What you should do: Where does the string "target" appear in the records? Copy every line that contains it.

Provided data:
══════
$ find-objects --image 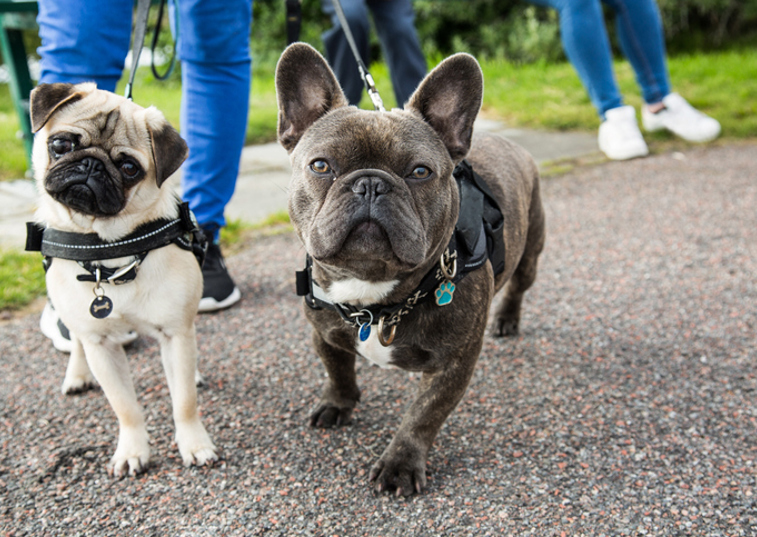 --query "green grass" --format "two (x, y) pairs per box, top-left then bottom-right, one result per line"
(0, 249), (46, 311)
══════
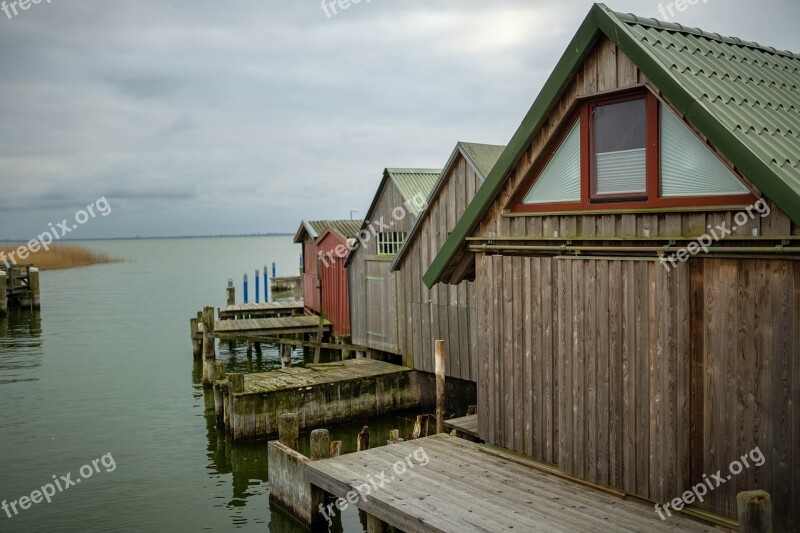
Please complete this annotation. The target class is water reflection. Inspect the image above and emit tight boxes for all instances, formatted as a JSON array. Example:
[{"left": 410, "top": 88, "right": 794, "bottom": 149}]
══════
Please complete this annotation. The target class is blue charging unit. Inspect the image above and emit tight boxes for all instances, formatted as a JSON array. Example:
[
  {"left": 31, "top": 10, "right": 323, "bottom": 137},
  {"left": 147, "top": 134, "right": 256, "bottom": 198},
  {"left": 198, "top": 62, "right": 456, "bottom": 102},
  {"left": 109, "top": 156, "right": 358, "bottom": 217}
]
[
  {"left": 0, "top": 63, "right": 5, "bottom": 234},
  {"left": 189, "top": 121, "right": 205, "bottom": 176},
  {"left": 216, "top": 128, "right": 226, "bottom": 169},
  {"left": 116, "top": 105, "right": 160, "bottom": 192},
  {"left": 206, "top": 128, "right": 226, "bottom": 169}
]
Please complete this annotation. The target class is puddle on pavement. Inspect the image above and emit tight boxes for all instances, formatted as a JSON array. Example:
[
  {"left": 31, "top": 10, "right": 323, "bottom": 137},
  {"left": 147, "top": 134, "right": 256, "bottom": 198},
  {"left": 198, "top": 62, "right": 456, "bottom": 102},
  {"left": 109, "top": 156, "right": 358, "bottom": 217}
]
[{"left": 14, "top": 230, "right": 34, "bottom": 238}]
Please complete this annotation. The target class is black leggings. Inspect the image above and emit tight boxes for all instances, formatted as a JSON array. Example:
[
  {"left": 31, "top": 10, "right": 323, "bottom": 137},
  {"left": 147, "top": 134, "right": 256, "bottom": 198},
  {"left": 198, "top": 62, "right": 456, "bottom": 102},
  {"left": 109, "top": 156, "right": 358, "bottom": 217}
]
══════
Solution for this exercise:
Please complete this annotation. The target class is water reflection. Inspect the image above and emit tight boxes for all instances, formatted as a JSON array. Example:
Please complete this annotation. The target class is blue charging unit. Inspect the image above and emit tight boxes for all instances, formatted as a JSON array. Example:
Please complete this annotation. The target class is puddle on pavement. Inspect the image above and emit tight boxes for all instances, formatted as a JSON array. Example:
Please complete this annotation. The target class is black leggings. Inspect the image above and emit tight boxes for all instances, formatted as a JSON array. Example:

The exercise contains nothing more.